EXTRACT TO READ:
= Beginning of Section =

A Psalm for the Silent Soul
It is in moments like that I think of Psalm 77. The psalmist begins, “I cried out to God with my voice, to God, and He gave ear to me. In the day of my trouble I sought the Lord; my hand was stretched out in the night without ceasing; my soul refused to be comforted.” (Psalm 77:1–2, NKJV).
What a raw and honest line: my soul refused to be comforted. Have you ever been there? You know God is good. You know His promises are true. You know He has not changed. But your heart will not catch up with what your head knows. That is where the psalmist was, wrestling with silence, wrestling with the gap between belief and feeling.
The beauty of Psalm 77 is that it does not stop there. In verse 11 he makes a shift: “I will remember the works of the Lord; surely I will remember Your wonders of old.” The psalmist does not suddenly feel better, but he chooses to look back, to rehearse God’s faithfulness, to anchor his weary heart in God’s history of goodness.

= End of Section =

WHAT THE EXERCISE ASKS: According to the text on Psalm 77, in which verse does the psalmist make a shift?

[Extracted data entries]
= Beginning of Section =

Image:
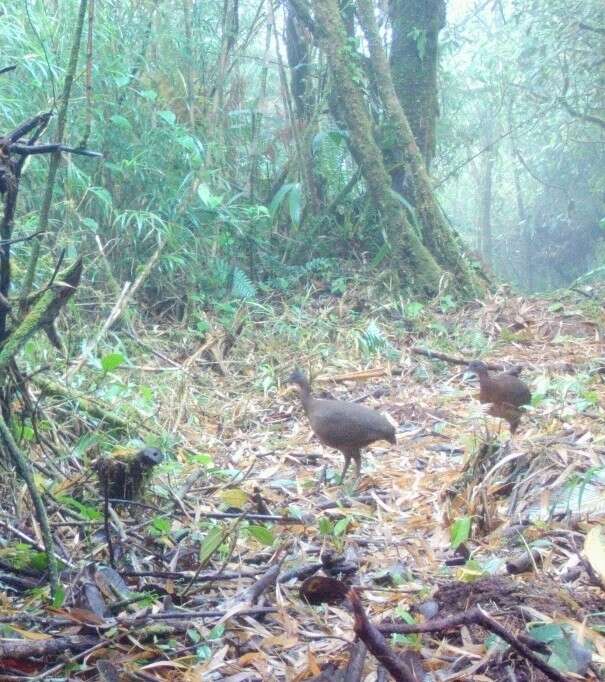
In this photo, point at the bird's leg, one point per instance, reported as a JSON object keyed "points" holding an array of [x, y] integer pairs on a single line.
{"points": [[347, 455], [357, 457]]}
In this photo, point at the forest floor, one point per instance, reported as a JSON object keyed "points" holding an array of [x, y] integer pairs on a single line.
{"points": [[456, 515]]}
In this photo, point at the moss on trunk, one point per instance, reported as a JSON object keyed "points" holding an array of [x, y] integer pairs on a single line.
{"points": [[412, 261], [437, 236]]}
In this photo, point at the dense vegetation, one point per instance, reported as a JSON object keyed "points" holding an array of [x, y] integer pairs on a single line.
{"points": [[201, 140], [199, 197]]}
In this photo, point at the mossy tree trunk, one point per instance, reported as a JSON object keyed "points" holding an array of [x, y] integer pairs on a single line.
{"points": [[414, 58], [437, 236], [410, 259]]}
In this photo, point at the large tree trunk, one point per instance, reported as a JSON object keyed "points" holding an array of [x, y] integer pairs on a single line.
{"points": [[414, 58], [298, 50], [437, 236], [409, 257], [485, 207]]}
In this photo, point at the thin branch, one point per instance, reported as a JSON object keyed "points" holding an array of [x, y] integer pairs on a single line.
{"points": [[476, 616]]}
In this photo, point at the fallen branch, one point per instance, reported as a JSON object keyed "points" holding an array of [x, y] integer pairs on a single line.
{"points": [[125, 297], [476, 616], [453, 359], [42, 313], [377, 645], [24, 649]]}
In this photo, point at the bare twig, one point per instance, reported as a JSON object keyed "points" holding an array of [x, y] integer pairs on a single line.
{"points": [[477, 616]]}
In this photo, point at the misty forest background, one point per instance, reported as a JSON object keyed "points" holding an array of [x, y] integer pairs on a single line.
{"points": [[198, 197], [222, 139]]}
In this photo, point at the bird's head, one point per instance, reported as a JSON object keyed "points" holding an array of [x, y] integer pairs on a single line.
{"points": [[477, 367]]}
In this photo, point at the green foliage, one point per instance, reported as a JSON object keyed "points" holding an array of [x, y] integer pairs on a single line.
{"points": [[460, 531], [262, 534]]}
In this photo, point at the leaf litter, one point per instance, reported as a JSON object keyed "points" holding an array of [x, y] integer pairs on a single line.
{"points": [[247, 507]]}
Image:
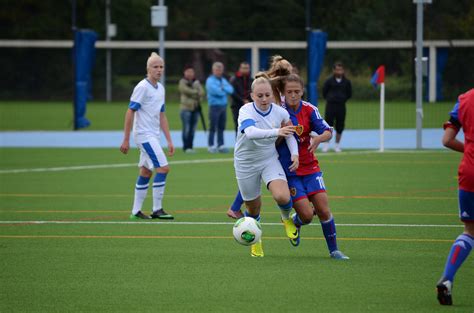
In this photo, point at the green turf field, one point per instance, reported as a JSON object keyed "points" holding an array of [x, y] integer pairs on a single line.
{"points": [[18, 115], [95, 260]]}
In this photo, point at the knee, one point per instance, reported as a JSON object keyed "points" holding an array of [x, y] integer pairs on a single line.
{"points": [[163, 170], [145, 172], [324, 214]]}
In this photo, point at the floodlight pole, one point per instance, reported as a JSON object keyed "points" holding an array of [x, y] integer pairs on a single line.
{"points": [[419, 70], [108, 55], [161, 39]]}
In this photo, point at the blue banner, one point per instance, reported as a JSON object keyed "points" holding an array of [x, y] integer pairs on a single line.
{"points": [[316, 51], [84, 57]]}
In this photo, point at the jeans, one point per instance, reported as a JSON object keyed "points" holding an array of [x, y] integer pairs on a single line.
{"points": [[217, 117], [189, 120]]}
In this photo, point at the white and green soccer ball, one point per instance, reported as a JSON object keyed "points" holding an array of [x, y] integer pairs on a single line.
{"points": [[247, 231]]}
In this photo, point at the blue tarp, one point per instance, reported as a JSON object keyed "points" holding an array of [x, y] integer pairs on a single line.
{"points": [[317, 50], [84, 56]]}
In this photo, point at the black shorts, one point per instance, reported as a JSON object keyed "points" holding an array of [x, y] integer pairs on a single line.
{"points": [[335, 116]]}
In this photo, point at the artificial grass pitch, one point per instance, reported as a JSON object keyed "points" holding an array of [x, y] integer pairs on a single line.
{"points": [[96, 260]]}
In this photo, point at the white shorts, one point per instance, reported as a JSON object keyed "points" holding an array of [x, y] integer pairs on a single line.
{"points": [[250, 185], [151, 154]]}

= End of Section =
= Beginning of Section =

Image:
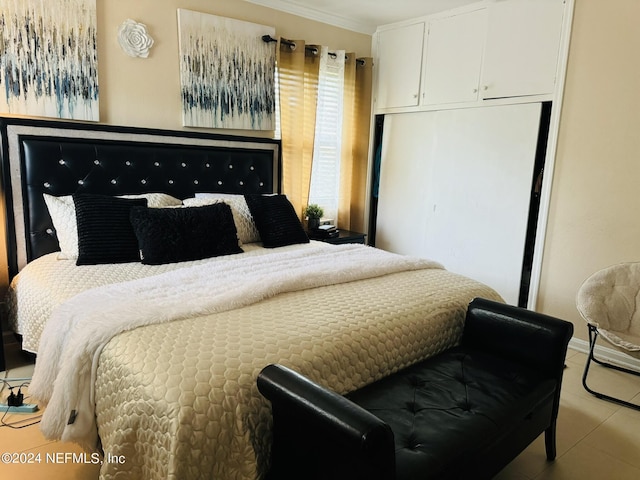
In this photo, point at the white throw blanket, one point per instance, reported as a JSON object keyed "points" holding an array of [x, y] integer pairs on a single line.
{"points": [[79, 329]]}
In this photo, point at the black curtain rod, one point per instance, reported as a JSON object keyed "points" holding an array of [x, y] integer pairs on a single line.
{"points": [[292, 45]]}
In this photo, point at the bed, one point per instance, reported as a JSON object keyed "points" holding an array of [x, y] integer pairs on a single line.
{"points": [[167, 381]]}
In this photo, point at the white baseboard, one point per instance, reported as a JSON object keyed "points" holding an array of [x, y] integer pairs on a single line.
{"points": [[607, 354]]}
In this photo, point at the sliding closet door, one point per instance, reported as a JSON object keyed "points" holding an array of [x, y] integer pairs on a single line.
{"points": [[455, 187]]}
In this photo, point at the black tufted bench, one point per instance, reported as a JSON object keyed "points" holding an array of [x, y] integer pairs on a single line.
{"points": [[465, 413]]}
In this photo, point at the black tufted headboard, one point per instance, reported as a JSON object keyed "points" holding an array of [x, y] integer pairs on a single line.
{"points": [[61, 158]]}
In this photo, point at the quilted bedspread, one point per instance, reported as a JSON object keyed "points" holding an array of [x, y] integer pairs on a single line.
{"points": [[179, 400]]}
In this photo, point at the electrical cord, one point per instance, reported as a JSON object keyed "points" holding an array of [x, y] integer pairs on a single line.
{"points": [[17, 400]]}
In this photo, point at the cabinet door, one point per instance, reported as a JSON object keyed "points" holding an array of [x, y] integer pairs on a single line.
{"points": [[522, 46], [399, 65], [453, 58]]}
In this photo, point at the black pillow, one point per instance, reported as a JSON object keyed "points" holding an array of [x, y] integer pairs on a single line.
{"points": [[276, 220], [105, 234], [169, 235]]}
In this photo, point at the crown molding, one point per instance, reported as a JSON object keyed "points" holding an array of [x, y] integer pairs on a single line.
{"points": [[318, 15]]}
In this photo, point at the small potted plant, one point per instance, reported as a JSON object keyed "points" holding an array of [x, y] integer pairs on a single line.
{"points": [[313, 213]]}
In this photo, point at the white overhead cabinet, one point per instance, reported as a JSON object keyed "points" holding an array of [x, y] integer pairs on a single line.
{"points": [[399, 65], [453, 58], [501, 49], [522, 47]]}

= End of Section =
= Beginning of Section =

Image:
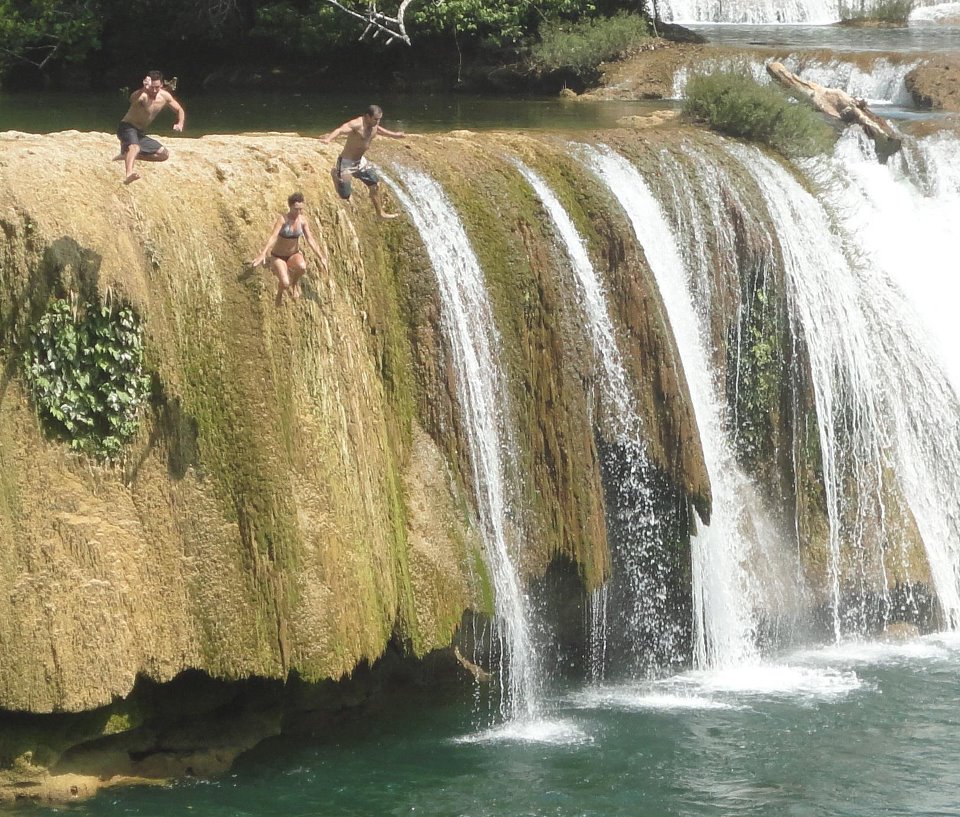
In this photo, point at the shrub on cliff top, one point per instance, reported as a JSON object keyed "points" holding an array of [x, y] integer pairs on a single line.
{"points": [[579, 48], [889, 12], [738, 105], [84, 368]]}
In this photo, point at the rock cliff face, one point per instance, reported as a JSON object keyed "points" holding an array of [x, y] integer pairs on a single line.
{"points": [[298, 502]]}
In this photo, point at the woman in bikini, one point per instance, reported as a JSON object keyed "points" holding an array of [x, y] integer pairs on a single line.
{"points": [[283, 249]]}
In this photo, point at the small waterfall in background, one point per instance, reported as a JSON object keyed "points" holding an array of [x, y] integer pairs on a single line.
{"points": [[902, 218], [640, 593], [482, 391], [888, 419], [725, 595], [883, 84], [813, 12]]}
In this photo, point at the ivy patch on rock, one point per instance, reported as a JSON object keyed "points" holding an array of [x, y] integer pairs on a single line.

= End of Section =

EXERCISE RESULT: Verse 11.